= TUGAS =
Perbarui semua item di bawah ini dengan mengganti "disc" menjadi "circle", tanpa mengubah bagian lainnya. Gambar tidak perlu disertakan dalam jawaban.

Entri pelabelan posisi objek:

----------------------------------------

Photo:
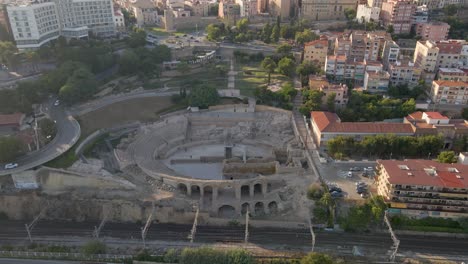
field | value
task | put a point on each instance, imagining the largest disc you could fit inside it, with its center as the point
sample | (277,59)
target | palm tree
(269,65)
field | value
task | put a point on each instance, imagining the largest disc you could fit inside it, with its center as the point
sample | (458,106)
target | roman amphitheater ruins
(227,160)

----------------------------------------

= JAWABAN TERTULIS =
Photo:
field | value
task | put a point on each instance, imagining the largest circle you could fit inside it, with its center as the point
sample | (277,59)
target | palm tree
(269,65)
field | value
task | put a point on each instance, imagining the largest circle you could fit inside it, with its center as the point
sample | (458,106)
target | roman amphitheater ruins
(227,160)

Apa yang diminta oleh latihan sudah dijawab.